=== AIM OF THE TASK ===
Return all lines of the data in which the string "bouquet" occurs.

***

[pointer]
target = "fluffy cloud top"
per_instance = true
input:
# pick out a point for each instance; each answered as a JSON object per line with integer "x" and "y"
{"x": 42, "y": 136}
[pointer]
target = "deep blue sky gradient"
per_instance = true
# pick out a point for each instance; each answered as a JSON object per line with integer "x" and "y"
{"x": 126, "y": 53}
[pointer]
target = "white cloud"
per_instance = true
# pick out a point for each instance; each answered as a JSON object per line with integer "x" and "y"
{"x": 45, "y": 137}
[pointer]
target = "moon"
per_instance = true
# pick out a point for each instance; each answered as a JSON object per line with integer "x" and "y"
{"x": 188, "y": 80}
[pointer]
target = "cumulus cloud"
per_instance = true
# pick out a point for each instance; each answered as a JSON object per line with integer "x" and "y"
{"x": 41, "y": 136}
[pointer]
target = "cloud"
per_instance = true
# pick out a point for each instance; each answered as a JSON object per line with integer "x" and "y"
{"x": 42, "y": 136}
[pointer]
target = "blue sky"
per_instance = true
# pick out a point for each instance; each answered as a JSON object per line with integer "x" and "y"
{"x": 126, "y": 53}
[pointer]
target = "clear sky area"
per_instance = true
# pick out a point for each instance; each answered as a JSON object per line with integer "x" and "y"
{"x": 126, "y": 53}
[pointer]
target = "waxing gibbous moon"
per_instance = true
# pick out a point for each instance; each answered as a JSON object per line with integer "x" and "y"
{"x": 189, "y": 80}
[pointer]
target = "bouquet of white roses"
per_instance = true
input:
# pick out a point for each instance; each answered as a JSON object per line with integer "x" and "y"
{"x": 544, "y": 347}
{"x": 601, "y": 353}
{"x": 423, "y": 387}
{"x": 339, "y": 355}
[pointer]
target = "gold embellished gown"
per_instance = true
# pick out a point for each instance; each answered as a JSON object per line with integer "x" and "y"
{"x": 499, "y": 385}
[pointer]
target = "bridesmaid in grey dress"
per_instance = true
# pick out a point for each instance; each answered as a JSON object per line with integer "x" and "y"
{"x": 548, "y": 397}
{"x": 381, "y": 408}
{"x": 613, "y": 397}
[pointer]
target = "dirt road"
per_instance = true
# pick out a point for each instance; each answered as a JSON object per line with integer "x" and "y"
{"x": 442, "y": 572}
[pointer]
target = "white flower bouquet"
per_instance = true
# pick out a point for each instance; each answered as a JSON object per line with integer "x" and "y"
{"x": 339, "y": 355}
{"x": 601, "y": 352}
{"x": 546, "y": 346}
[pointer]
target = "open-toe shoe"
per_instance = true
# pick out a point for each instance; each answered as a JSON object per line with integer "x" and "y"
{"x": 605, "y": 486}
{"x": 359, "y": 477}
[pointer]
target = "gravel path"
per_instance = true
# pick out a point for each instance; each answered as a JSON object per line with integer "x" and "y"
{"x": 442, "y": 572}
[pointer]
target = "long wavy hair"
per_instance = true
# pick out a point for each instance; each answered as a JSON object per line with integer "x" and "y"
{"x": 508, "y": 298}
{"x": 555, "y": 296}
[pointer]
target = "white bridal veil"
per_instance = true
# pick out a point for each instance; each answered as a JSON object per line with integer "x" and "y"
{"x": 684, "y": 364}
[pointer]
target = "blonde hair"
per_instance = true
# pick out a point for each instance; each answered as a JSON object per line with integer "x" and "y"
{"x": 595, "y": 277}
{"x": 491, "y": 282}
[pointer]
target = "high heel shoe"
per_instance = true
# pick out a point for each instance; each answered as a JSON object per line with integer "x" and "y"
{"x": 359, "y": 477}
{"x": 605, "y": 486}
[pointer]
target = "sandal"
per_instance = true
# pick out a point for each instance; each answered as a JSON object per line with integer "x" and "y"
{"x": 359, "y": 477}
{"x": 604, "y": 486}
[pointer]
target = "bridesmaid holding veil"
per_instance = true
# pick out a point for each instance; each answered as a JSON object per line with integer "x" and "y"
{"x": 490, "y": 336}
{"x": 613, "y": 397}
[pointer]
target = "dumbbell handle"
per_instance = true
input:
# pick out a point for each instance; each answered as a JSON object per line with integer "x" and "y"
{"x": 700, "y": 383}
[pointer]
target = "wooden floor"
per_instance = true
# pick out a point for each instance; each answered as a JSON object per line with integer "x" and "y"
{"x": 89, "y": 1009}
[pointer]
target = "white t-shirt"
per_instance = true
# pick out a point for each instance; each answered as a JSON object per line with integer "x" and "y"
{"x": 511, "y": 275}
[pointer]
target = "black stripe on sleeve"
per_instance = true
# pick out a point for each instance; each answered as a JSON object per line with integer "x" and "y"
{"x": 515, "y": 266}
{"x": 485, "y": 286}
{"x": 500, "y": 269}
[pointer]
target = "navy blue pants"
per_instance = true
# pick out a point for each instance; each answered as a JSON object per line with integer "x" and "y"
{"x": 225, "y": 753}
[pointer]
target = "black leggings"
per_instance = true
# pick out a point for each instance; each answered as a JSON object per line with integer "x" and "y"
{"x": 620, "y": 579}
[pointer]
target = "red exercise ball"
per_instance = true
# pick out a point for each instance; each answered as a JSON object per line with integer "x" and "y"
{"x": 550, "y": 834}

***

=== EXERCISE OUTPUT ===
target = "bouquet of white roses"
target = "white flower bouquet"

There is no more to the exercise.